**Task objective**: Please start at the beginning of the lines and stop after the line containing "0, 205, 130, 373", then reproduce them with "shirt sleeve" substituted by "shirt cuff" and nothing else altered. Leave the pictures out of your answer.

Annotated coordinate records
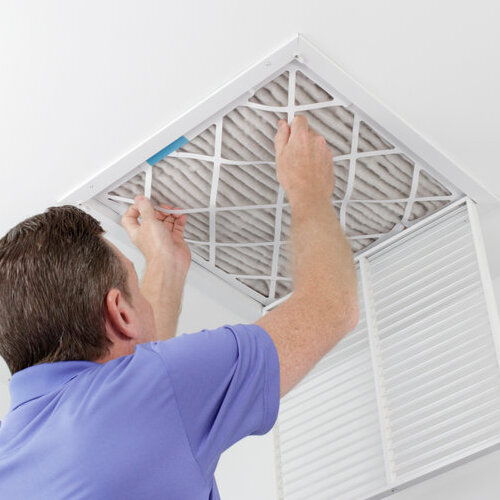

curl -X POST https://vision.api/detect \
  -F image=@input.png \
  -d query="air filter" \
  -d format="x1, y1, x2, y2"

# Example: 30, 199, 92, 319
62, 36, 500, 500
62, 37, 476, 304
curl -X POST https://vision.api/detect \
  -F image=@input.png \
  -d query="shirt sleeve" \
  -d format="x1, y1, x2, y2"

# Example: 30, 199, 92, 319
151, 324, 280, 474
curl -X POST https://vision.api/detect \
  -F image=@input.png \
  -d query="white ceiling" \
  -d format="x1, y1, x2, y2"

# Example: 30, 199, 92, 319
0, 0, 500, 238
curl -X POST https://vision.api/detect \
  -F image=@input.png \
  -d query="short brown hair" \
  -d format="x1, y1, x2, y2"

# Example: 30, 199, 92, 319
0, 205, 130, 373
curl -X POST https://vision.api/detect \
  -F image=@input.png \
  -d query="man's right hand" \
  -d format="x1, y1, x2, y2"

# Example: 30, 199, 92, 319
257, 116, 359, 396
274, 116, 334, 206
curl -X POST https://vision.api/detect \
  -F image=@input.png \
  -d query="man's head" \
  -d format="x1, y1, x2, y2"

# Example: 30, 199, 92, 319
0, 206, 155, 373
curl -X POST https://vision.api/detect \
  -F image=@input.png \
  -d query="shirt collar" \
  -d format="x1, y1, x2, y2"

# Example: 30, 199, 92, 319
9, 361, 100, 411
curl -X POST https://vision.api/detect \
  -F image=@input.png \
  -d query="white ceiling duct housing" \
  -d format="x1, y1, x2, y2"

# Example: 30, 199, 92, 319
63, 36, 500, 499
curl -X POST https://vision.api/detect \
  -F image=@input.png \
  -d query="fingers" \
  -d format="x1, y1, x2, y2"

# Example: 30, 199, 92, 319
290, 115, 309, 137
132, 196, 155, 221
274, 120, 290, 156
156, 203, 187, 234
122, 205, 140, 236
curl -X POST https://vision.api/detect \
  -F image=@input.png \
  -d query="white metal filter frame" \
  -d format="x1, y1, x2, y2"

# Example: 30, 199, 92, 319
61, 35, 495, 305
76, 61, 461, 304
61, 35, 498, 496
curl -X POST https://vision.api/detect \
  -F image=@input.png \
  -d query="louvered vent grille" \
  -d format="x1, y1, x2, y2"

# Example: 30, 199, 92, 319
278, 204, 500, 500
279, 280, 385, 500
100, 63, 462, 304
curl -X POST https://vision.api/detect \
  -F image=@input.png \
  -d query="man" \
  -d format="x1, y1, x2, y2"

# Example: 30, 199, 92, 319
0, 117, 358, 500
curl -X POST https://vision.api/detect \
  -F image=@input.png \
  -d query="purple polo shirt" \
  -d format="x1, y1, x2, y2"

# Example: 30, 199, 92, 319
0, 325, 279, 500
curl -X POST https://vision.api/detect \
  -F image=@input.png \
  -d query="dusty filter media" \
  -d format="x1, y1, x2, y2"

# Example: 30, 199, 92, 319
105, 64, 461, 304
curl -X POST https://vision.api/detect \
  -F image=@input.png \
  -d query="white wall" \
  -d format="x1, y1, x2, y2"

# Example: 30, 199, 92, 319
0, 0, 500, 500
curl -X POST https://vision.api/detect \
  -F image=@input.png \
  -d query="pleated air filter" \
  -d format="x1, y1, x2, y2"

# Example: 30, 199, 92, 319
62, 36, 500, 500
105, 68, 458, 303
73, 57, 462, 304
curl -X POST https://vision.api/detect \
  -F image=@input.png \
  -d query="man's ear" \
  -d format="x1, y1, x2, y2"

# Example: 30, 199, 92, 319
104, 288, 137, 341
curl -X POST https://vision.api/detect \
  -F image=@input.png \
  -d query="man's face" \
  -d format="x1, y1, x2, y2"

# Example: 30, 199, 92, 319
106, 240, 156, 343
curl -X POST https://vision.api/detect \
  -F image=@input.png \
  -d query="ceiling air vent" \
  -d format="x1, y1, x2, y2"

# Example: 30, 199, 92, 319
60, 38, 486, 305
62, 36, 500, 500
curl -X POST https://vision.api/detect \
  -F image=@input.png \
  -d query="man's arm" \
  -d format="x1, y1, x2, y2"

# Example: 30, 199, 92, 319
122, 196, 191, 340
256, 116, 358, 396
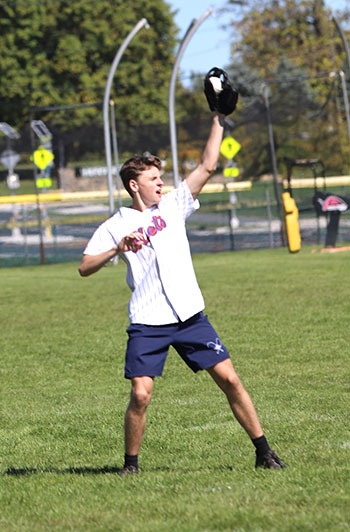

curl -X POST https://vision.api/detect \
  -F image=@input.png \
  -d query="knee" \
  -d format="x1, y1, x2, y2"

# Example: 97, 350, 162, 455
222, 372, 244, 396
130, 388, 152, 411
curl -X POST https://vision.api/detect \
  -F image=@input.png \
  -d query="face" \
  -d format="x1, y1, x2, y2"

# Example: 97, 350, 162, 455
129, 166, 164, 209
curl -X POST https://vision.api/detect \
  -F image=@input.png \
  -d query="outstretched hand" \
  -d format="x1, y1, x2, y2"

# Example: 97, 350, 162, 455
118, 231, 144, 253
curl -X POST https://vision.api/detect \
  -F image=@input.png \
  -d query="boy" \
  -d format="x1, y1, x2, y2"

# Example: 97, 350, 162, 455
79, 70, 285, 476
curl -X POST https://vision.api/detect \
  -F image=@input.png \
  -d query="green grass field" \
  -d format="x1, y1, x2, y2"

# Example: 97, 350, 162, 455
0, 248, 350, 532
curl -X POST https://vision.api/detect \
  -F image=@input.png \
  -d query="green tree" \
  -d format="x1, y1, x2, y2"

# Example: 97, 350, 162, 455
0, 0, 176, 128
224, 0, 350, 175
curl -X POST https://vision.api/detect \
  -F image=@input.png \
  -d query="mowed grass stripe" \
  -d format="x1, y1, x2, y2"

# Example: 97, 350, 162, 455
0, 248, 350, 532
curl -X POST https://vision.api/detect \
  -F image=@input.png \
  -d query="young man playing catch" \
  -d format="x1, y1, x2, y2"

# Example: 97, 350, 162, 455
79, 71, 285, 476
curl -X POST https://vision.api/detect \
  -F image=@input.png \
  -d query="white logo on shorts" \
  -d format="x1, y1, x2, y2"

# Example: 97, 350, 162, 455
207, 338, 224, 355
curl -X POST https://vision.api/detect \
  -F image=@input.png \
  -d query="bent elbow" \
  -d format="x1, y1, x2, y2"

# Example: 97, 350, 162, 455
78, 266, 89, 277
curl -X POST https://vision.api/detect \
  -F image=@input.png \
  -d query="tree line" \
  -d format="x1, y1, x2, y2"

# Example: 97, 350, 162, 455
0, 0, 350, 178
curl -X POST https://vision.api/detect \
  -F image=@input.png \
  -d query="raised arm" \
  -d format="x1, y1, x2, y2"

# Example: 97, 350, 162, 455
186, 113, 225, 199
186, 67, 238, 199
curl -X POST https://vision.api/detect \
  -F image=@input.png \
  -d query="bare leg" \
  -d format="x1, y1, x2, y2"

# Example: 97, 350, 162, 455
207, 358, 263, 439
124, 377, 153, 455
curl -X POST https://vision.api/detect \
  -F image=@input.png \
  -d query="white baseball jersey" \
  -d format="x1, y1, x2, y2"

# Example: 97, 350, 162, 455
84, 181, 204, 325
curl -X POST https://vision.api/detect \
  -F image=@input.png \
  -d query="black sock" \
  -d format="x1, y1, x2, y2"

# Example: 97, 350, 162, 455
124, 453, 139, 469
252, 434, 270, 456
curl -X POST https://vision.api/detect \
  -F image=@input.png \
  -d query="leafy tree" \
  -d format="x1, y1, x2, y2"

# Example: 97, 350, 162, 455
0, 0, 176, 128
224, 0, 350, 174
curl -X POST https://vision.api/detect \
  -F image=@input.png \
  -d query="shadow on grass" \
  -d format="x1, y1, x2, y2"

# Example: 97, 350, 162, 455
1, 466, 121, 477
0, 466, 233, 477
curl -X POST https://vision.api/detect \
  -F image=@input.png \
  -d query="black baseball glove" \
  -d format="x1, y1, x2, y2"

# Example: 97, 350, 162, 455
204, 67, 238, 116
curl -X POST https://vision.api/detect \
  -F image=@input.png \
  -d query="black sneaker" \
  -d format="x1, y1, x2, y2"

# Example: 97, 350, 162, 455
255, 449, 286, 469
118, 466, 139, 477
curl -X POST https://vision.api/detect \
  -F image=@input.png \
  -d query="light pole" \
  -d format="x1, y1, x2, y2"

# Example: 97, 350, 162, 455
168, 7, 213, 187
103, 18, 149, 215
263, 85, 284, 245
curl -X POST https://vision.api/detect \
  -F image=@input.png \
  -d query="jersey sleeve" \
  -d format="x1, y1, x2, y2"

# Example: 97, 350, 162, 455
164, 181, 200, 220
84, 218, 119, 255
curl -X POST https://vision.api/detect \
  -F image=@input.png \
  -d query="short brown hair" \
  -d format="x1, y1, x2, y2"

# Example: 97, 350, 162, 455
120, 155, 162, 197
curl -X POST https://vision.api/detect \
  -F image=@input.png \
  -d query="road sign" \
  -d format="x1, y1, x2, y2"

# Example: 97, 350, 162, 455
220, 137, 241, 159
0, 149, 21, 174
33, 146, 55, 170
0, 122, 21, 140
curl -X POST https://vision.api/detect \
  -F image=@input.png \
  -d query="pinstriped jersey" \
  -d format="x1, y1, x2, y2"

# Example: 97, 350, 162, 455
84, 181, 204, 325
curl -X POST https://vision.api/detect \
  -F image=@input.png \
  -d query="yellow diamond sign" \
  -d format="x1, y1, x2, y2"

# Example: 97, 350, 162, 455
33, 146, 54, 170
220, 137, 241, 159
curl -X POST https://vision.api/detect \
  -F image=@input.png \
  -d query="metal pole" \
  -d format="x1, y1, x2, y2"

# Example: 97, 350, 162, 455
263, 85, 284, 245
168, 7, 214, 187
103, 18, 149, 215
29, 113, 45, 264
332, 15, 350, 76
339, 70, 350, 148
109, 100, 123, 207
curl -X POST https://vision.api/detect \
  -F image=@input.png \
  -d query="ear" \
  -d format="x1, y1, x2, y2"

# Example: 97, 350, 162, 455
129, 179, 139, 193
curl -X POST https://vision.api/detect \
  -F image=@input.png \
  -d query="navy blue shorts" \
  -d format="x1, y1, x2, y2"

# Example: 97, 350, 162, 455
125, 312, 229, 379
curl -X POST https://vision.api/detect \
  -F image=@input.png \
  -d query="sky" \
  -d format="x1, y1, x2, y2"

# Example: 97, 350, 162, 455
166, 0, 349, 86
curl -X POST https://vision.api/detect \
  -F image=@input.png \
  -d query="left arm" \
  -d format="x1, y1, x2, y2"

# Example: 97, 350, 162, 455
186, 113, 224, 199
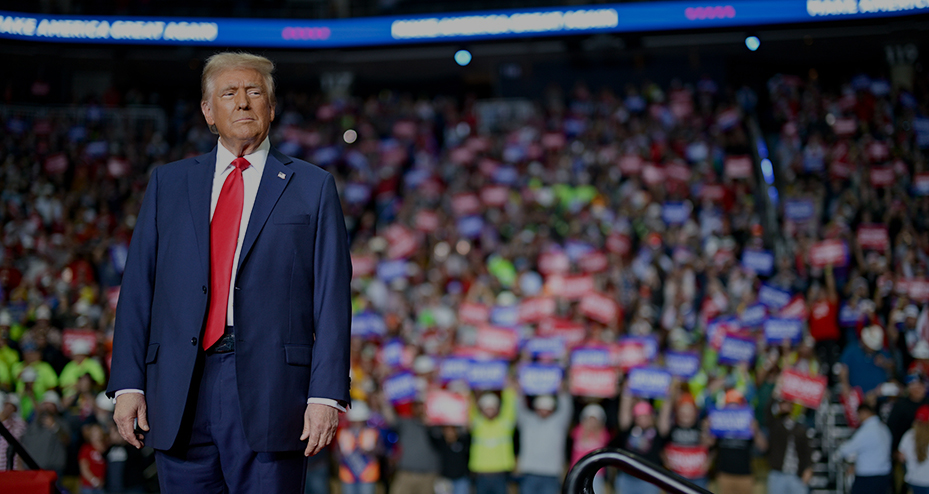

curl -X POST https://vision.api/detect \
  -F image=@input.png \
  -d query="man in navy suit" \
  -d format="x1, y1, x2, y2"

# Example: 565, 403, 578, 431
107, 53, 351, 494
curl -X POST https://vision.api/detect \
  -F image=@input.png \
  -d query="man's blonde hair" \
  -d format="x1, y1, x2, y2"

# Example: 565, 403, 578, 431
200, 51, 276, 105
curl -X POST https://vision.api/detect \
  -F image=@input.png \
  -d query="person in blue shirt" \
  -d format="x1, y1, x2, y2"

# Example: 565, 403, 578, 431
836, 404, 892, 494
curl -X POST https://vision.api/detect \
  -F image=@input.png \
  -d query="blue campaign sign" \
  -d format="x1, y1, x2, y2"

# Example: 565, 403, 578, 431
758, 283, 791, 310
439, 357, 471, 383
571, 347, 612, 367
0, 0, 929, 49
764, 317, 803, 344
739, 304, 768, 328
709, 407, 754, 439
719, 335, 755, 365
628, 367, 671, 398
664, 352, 700, 379
384, 372, 416, 403
468, 360, 510, 390
742, 250, 774, 276
519, 364, 564, 396
352, 311, 387, 338
525, 337, 565, 358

**Expected output**:
curl -X POST https://vision.api/detect \
  -F image=@input.png \
  -d query="air filter" \
  -d format="x1, y1, x2, y2"

# Example: 30, 199, 92, 319
62, 36, 500, 500
62, 37, 476, 304
curl -X POST https://vision.api/detect \
  -F image=@input.png \
  -d query="shirt cuff" \
  -d format="x1, y1, x2, y2"

# Example: 30, 199, 92, 319
151, 324, 280, 474
curl -X POST https://vision.api/detect \
  -F image=@input.png \
  -d query="white ceiling" \
  -d format="x1, y1, x2, y2"

# Example: 30, 199, 92, 319
0, 0, 500, 238
curl -X POST https://vision.api/detect \
  -F image=@input.png \
  -d query="short brown hair" \
  -d format="x1, y1, x2, y2"

# Example: 30, 199, 92, 319
0, 205, 130, 373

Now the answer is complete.